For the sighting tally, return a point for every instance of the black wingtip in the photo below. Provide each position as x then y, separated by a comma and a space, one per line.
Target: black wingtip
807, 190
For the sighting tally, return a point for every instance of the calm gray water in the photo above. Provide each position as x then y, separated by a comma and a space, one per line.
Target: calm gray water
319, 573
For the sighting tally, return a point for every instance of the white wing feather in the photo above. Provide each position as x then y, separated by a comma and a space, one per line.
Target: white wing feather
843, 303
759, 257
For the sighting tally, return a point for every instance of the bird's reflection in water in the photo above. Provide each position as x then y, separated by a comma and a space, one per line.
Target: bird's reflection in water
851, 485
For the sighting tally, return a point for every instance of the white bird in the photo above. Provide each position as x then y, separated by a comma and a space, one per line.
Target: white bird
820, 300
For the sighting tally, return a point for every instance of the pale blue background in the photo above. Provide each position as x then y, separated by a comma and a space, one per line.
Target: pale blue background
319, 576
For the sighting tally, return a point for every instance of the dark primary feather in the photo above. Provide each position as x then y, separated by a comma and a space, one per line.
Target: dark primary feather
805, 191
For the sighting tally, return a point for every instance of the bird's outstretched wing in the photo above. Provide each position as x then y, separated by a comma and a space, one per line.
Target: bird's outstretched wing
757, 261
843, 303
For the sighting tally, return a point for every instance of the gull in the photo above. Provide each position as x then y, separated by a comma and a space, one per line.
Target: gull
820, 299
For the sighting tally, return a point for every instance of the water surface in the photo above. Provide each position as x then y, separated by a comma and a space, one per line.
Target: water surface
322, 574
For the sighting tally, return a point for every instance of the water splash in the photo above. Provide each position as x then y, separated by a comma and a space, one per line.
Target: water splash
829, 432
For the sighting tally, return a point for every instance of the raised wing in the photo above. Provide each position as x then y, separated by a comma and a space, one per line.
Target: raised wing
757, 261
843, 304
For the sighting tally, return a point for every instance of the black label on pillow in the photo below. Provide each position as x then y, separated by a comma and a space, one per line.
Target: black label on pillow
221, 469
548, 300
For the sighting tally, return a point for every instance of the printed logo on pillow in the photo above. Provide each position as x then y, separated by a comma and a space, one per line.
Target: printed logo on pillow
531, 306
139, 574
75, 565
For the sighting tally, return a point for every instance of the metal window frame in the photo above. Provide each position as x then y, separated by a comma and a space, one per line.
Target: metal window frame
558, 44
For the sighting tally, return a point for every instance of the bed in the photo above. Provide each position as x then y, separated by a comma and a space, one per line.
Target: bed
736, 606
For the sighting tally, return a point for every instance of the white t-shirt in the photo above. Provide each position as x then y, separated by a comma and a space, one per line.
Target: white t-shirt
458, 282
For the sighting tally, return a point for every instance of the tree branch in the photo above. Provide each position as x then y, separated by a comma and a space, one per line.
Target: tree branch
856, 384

☆ ☆ ☆ ☆

Required action:
The answer is the line holding "Target: white t-shirt" and all the lines after it through the end of the records, repeated exactly.

Answer area:
Target: white t-shirt
458, 282
For the sighting tally, return a point for every instance of the tree branch in the photo above. Provide each position as x then y, separated by a comma and a space, one per line.
Target: tree branch
856, 384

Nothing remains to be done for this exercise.